### Action item
Print out each entry below exactly; do not carry over any image.

════════════════

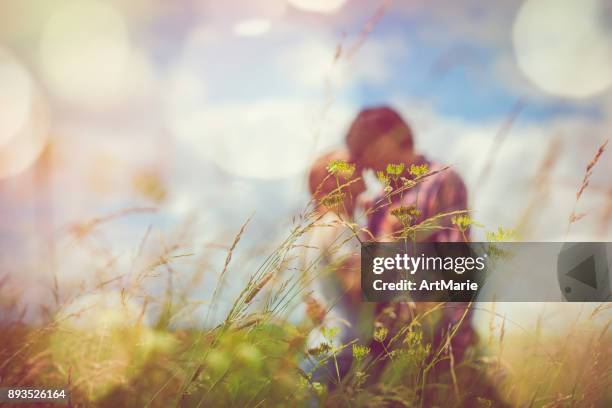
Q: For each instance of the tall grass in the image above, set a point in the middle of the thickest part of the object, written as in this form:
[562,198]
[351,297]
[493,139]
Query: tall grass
[257,355]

════════════════

### Answer box
Q: For each instance of the tall grass in the image above, set a point in the middle of the thickest part of the object, written as in this form:
[562,198]
[351,297]
[493,139]
Query: tall grass
[257,355]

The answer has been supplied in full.